EXTRACTED RECORDS: Begin

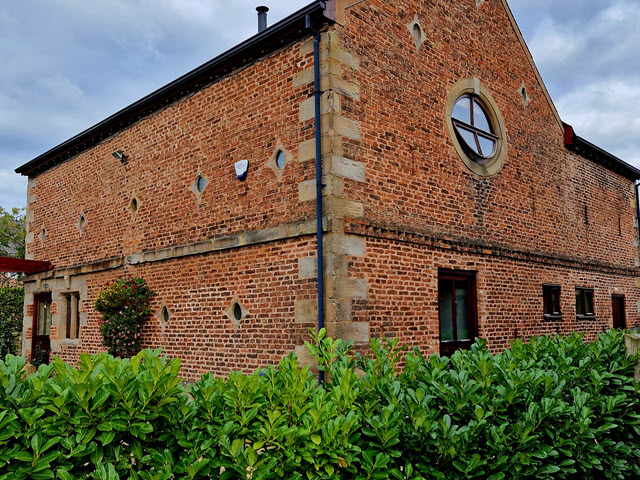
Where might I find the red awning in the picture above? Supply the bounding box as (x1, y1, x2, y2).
(0, 257, 53, 274)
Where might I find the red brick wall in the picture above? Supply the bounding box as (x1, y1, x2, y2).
(27, 42, 316, 268)
(55, 237, 317, 380)
(349, 235, 640, 358)
(334, 0, 638, 268)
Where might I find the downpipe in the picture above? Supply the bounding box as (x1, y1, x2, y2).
(305, 15, 325, 384)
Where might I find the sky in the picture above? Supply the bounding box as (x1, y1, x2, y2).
(0, 0, 638, 210)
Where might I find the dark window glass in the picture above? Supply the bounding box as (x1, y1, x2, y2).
(543, 285, 562, 318)
(233, 303, 243, 321)
(451, 94, 497, 162)
(576, 288, 595, 318)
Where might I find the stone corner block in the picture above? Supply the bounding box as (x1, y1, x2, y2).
(298, 179, 317, 203)
(325, 233, 366, 256)
(326, 322, 370, 344)
(295, 299, 318, 324)
(299, 257, 318, 279)
(330, 155, 365, 182)
(333, 277, 367, 299)
(294, 345, 317, 367)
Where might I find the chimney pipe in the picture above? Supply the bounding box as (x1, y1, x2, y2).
(257, 6, 269, 33)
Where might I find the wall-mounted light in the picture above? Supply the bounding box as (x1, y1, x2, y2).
(235, 160, 249, 181)
(112, 150, 127, 163)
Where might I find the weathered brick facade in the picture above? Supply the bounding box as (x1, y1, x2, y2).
(16, 0, 640, 379)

EXTRACTED RECORDS: End

» EXERCISE
Restate each entry word for word; omit the pictures.

» EXPECTED ANSWER
Where might I find the red awning in the picture above? Supply the bounding box as (x1, y1, x2, y2).
(0, 257, 53, 274)
Where might I find the red brick wall in the picture above? Supply the bounding box as (x1, y1, x2, y2).
(27, 42, 316, 268)
(55, 237, 317, 380)
(349, 235, 640, 358)
(334, 0, 638, 268)
Where might I find the downpipe in the picture above? Supply the bounding box as (x1, y1, x2, y2).
(305, 15, 325, 384)
Where might I find the sky in the picture above? Supply the bounding box as (x1, y1, x2, y2).
(0, 0, 638, 210)
Where might I find the dark window glass in the picture above? Supply the bounding box as (x1, y1, x2, y2).
(543, 285, 562, 318)
(233, 303, 243, 321)
(451, 94, 497, 162)
(576, 288, 595, 318)
Where might I find the stone corner block in the picture above? Supply the bounding box as (x1, y1, x2, y2).
(298, 179, 317, 203)
(325, 233, 366, 256)
(326, 322, 370, 344)
(295, 299, 318, 324)
(299, 257, 318, 279)
(330, 155, 365, 182)
(333, 277, 367, 299)
(294, 345, 317, 367)
Where might I find the chimney pipe in the picture above? Supply the bounding box as (x1, y1, x2, y2).
(257, 6, 269, 33)
Where might I find the wall-mounted light in the picture above? Supply the bounding box as (x1, y1, x2, y2).
(235, 160, 249, 181)
(112, 150, 127, 163)
Where might I find the weathered brick facade in the picture above? Supply the bounding box as (x1, y1, x2, y2).
(16, 0, 640, 379)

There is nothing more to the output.